* Start READING TEXT *

It was called the “Homeland Investment Act,” and was sold to Congress as a way to spur investment in America, building plants, increasing research and development and creating jobs. It gave international companies a large one-time tax break on overseas profits, but only if the money was used for specified investments in the United States.
The law specifically said the money could not be used to raise dividends or to repurchase shares.
And who owns our stock? The 2007 Survey of Consumer Finances shows us how concentrated stock ownership is:
- 17.9% of households owned STOCKS outright -- that is, outside of mutual funds and retirement accounts.
- Individual stocks represent 7.1% of aggregate household wealth.
- The bottom 50% of us owned 0.6% of the STOCKS
- The next 40% of us owned 9.0% of the STOCKS
- The top 10% of us owned 90.4% of the STOCKS
- The top 1% of us owned 51.9% of the STOCKS
- The next 4% of us owned 30.5% of the STOCKS -- so the top 5% owned 82.4% of the value
- The second 5% of us owned 8.0% of the STOCKS
What about Mutual Funds? (This might include holdings of bonds as well as equities.)
- 11.4% of households held non-money market mutual funds -- NMMF -- in 2007
- NMMF represented 6.3% of aggregate household wealth -- a bit less than STOCKS
- The bottom 50% of us held 0.4% of NMMF
- The next 40% of us held 11.6% of NMMF
- The top 10% owned 88.0% of NMMF
- The top 1% held 46.7% of the NMMF
- The next 4% owned 30.9% of the NMMF -- so the top 5% owned 77.6% of the value
- The second 5% of us owned 10.3% of the value
And how about Retirement Accounts (liquid assets, as opposed to defined benefit pension plans) -- RETQLIQ in the language of the SCF? (This might include holdings of bonds as well as equities.)
- 52.6% of household helpd RETQLIQ
- RETQLIQ represented 13.8% of aggregate household wealth -- roughly equal to the sum of STOCKS and NMMF
- The bottom 50% of us held 3.8% of RETQLIQ -- quite a bit more than their share of STOCKS or NMMF
- The next 40% of us held 36.7% of RETQLIQ
- The top 10% of us held 59.5% of RETQLIQ
- The top 1% of us held 14.5% of RETQLIQ
- The next 4% of us held 28.0% of RETQLIQ -- not as large as their share of either STOCKS or NMMF -- so the top 5% owned 42.5% of these tax-advantaged accounts. For the "next 4" group, RETQLIQ was roughly twice their holdings of STOCKS and NMMF.

* End READING TEXT *

### EXERCISE SET
**a)** Transcribe the stock ownership piece from "The law specifically" up to and including "aggregate household wealth.".
**b)** The stock ownership piece reports how households share three kinds of holdings. Name all three.
**c)** Resume the stock ownership piece, picking up right after its final sentence.

* Start RECORDS PROVIDED *

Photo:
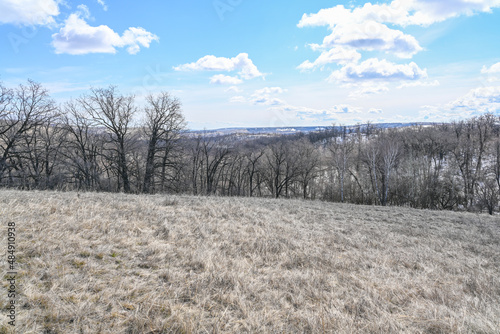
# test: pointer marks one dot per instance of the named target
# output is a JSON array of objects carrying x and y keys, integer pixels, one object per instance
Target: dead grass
[{"x": 114, "y": 263}]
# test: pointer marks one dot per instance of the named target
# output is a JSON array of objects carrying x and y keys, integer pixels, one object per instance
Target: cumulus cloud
[
  {"x": 241, "y": 63},
  {"x": 366, "y": 88},
  {"x": 419, "y": 83},
  {"x": 476, "y": 102},
  {"x": 491, "y": 70},
  {"x": 29, "y": 12},
  {"x": 399, "y": 12},
  {"x": 221, "y": 79},
  {"x": 265, "y": 96},
  {"x": 374, "y": 27},
  {"x": 373, "y": 36},
  {"x": 375, "y": 69},
  {"x": 103, "y": 5},
  {"x": 234, "y": 89},
  {"x": 238, "y": 99},
  {"x": 339, "y": 55},
  {"x": 77, "y": 37},
  {"x": 340, "y": 112},
  {"x": 361, "y": 32}
]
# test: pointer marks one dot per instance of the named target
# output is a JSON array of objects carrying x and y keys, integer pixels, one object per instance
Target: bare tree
[
  {"x": 308, "y": 161},
  {"x": 22, "y": 111},
  {"x": 163, "y": 125},
  {"x": 341, "y": 148},
  {"x": 114, "y": 113},
  {"x": 83, "y": 147}
]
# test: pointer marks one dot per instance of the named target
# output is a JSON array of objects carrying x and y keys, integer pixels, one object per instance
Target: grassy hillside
[{"x": 114, "y": 263}]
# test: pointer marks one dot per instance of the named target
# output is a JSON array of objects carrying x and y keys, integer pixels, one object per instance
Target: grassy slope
[{"x": 115, "y": 263}]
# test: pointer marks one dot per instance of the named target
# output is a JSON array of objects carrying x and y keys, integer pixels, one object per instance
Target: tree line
[{"x": 102, "y": 141}]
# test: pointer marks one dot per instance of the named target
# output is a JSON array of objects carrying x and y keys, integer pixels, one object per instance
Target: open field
[{"x": 115, "y": 263}]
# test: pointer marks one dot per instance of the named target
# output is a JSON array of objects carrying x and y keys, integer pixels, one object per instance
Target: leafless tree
[
  {"x": 113, "y": 112},
  {"x": 23, "y": 110},
  {"x": 163, "y": 125}
]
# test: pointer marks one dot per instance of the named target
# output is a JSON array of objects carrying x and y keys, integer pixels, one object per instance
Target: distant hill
[
  {"x": 293, "y": 129},
  {"x": 116, "y": 263}
]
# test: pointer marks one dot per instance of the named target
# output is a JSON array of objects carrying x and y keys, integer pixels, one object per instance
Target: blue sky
[{"x": 241, "y": 63}]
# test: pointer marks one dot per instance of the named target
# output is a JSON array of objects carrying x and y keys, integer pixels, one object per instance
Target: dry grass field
[{"x": 115, "y": 263}]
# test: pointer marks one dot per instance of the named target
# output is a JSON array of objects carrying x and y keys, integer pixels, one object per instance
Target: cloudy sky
[{"x": 242, "y": 63}]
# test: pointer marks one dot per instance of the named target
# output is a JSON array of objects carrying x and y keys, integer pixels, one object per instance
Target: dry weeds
[{"x": 115, "y": 263}]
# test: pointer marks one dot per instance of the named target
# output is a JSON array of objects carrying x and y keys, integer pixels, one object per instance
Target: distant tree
[
  {"x": 113, "y": 112},
  {"x": 23, "y": 110},
  {"x": 341, "y": 148},
  {"x": 84, "y": 147},
  {"x": 162, "y": 127}
]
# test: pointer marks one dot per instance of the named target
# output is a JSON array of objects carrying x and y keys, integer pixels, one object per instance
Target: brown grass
[{"x": 114, "y": 263}]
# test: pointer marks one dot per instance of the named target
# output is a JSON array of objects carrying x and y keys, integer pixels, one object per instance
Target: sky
[{"x": 242, "y": 63}]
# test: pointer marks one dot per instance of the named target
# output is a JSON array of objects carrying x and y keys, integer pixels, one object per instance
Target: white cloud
[
  {"x": 269, "y": 90},
  {"x": 234, "y": 89},
  {"x": 495, "y": 68},
  {"x": 476, "y": 102},
  {"x": 29, "y": 12},
  {"x": 265, "y": 96},
  {"x": 76, "y": 37},
  {"x": 221, "y": 79},
  {"x": 338, "y": 54},
  {"x": 241, "y": 63},
  {"x": 419, "y": 83},
  {"x": 103, "y": 5},
  {"x": 238, "y": 99},
  {"x": 399, "y": 12},
  {"x": 356, "y": 29},
  {"x": 375, "y": 69},
  {"x": 340, "y": 112},
  {"x": 490, "y": 72},
  {"x": 373, "y": 36},
  {"x": 367, "y": 88}
]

* End RECORDS PROVIDED *

### EXPECTED OUTPUTS
**a)**
The law specifically said the money could not be used to raise dividends or to repurchase shares.
And who owns our stock? The 2007 Survey of Consumer Finances shows us how concentrated stock ownership is:
- 17.9% of households owned STOCKS outright -- that is, outside of mutual funds and retirement accounts.
- Individual stocks represent 7.1% of aggregate household wealth.

**b)** Stocks owned outright (STOCKS), non-money market mutual funds (NMMF), and liquid retirement accounts (RETQLIQ).

**c)**
- The second 5% owned 16.9% of RETQLIQ
Combining those three groups of assets -- STOCKS, NMMF and RETQLIQ -- we find"
- these assets represented 27.2% of aggregate household wealth
- the bottom 50% of us held 2.2% of these assets
- the next 40% of us held 23.6% of these assets
- the top 10% of us held 74.2% of these assets
- the top 1% held 31.8% of these assets
- the next 4% held 29.3% of these assets, so the top 5% shared 61.1% of the value
- the second 5% held 13.1% of these assets.
But there is one other relevant asset category: Business Equity --- SCF calls it BUS -- the equity in privately held businesses. This is what some might style "small business," but it clearly includes some very large businesses.
- 12.0% of households have BUS (far fewer than the percentage which report self-employment)
- BUS represented 23.1% of aggregate household wealth in 2007
- the bottom 50% of us held 0.4% of business equity -- approximately equal to their share of STOCKS and NMMF
- the next 40% of us held 6.0% of BUS -- far below that group's share of STOCKS, NMMF or RETQLIQ
- the top 10% of us held 93.7% of BUS
- the top 1% of us held 62.7% of BUS, and these holdings are about 66% more than their holdings of STOCKS, NMMF and RETQLIQ combined.
- the next 4% of us held 25.5% of BUS, so the top 5% held 88.1% of BUS
- the next 5% of us held 5.5% of BUS.
Combining these four classes of assets -- STOCKS, NMMF, RETQLIQ and BUS, we find this distribution:
- these assets represent 50.3% of household wealth.
- the bottom 50% of us held 1.3% of these assets
- the next 40% of us held 15.5% of these assets
- the top 10% of us held 83.1% of these assets
- the top 1% of us held 45.9% of these assets
- the next 4% of us held 27.6% of these assets, so that 73.5% of these assets are in the hands of 5% of us
- the second 5% of us held 9.6% of these assets
So when this study says that 92% of the benefit of this "repatriation" went to the shareholders, remember how concentrated that ownership is. Those of us who only have our own labor got very little:
“Repatriations did not lead to an increase in domestic investment, employment or R.& D., even for the firms that lobbied for the tax holiday stating these intentions,” concluded the study by three economists, including a former official of the Bush administration who took part in the discussions leading to enactment of the plan in 2004. ...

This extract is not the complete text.